**REQUIRED ACTION A**
Reproduce the passage of the text below about caffeine and children from "Bloomberg News (11/17, Cortez)" up to and including "cup of coffee.".
**REQUIRED ACTION B**
In the text below about caffeine and children, what share of the energy drink exposure cases involved children under the age of six?

**EXCERPT TO READ**

########

Treat caffeinated beverages as you would cigarettes. Children under 18 should not drink caffeine.

This simple rule of thumb hopefully will help readers understand that, in young people, caffeine is not healthy, and may be harmful.

Our children should have more than enough energy from daily intake of foods and non-caffeinated beverages. I know that not all children are fed healthy diets but that is the best way to safely increase one's energy levels.

When I read the excerpted quotes below, it just makes me sad. Educate your children. Stay informed. 

AMA excerpt as follows:

Energy drinks may cause seizures, heart problems in young kids.

NBC Nightly News (11/16, story 7, 1:40, Holt) reported, “We’re back now with a new warning about the popular energy drinks and the potential danger they present when they get into the hands of young children.” NBC News medical contributor Natalie Azar, MD, explained, “Researchers looked at records from 55 poison control centers over a three-year period and found more than 5,000 cases of energy drink exposure,” nearly all of which were unintentional. Additionally, more “than 40 percent involved children under the age of six.”

        Bloomberg News (11/17, Cortez) reports that some of the children who drank energy drinks ended up “suffering seizures and heart problems.” Individuals “of all ages with underlying health conditions should be vigilant about the heavily caffeinated beverages...said” Steven Lipshultz, MD, chairman of pediatrics at Wayne State University in Detroit, MI. The study data were presented over the weekend at the American Heart Association conference.

        HealthDay (11/17, Doheny) reports, “Some energy drinks have up to 400 milligrams (mg) of caffeine per serving, Lipshultz said, compared to about 100 mg or 150 mg in” the average cup of coffee.

########

**DATASET**

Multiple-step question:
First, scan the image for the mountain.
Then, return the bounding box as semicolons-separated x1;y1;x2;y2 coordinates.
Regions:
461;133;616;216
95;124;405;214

########

**ANSWER A**
Bloomberg News (11/17, Cortez) reports that some of the children who drank energy drinks ended up “suffering seizures and heart problems.” Individuals “of all ages with underlying health conditions should be vigilant about the heavily caffeinated beverages...said” Steven Lipshultz, MD, chairman of pediatrics at Wayne State University in Detroit, MI. The study data were presented over the weekend at the American Heart Association conference.

        HealthDay (11/17, Doheny) reports, “Some energy drinks have up to 400 milligrams (mg) of caffeine per serving, Lipshultz said, compared to about 100 mg or 150 mg in” the average cup of coffee.

**ANSWER B**
More than 40 percent of the cases involved children under the age of six.